======== Extrait ========

Date
24/02/2004
Sujet
Au sujet de l'évaluation ...
Auteur
André DIZIEN.
Message
http://www.jim.fr/abstract/data/bdc/base/77/37/F9/1D/index.htm


Le double aveugle contre placebo : rite ou réalité ?

Date de création : 23 février 2004

L’étude randomisée en double aveugle contre placebo est-elle une nécessité scientifique ou est elle devenue un simple rite ? Telle est en résumé la question impertinente (mais d’importance) que s’est posée une équipe d’épidémiologistes canadiens.

Si l’on revient aux sources méthodologiques qui gouvernent ce type d’essai, le double aveugle a pour fonction essentielle d’éliminer en théorie tout biais lié à l’interprétation subjective des effets d’un traitement par les malades, mais aussi de la part des médecins administrant les produits et des experts analysant les données. Or pour qu’une étude soit considérée comme étant réellement conduite en double aveugle, il ne suffit pas que ceci soit affirmé dans la méthodologie, mais il convient, selon les règles de bonne pratique édictées par le groupe Consort (Consolidated Standards for Reporting of Trials), que le succès du double aveugle ait été expressément vérifié et rapporté dans la publication.

======== Données brutes ========

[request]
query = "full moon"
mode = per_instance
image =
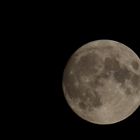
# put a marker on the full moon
(101, 82)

========

Pouvez-vous reproduire mot pour mot, dans son intégralité, l'extrait sur le double aveugle contre placebo ?

- **Réponse rédigée**
Date
24/02/2004
Sujet
Au sujet de l'évaluation ...
Auteur
André DIZIEN.
Message
http://www.jim.fr/abstract/data/bdc/base/77/37/F9/1D/index.htm


Le double aveugle contre placebo : rite ou réalité ?

Date de création : 23 février 2004

L’étude randomisée en double aveugle contre placebo est-elle une nécessité scientifique ou est elle devenue un simple rite ? Telle est en résumé la question impertinente (mais d’importance) que s’est posée une équipe d’épidémiologistes canadiens.

Si l’on revient aux sources méthodologiques qui gouvernent ce type d’essai, le double aveugle a pour fonction essentielle d’éliminer en théorie tout biais lié à l’interprétation subjective des effets d’un traitement par les malades, mais aussi de la part des médecins administrant les produits et des experts analysant les données. Or pour qu’une étude soit considérée comme étant réellement conduite en double aveugle, il ne suffit pas que ceci soit affirmé dans la méthodologie, mais il convient, selon les règles de bonne pratique édictées par le groupe Consort (Consolidated Standards for Reporting of Trials), que le succès du double aveugle ait été expressément vérifié et rapporté dans la publication.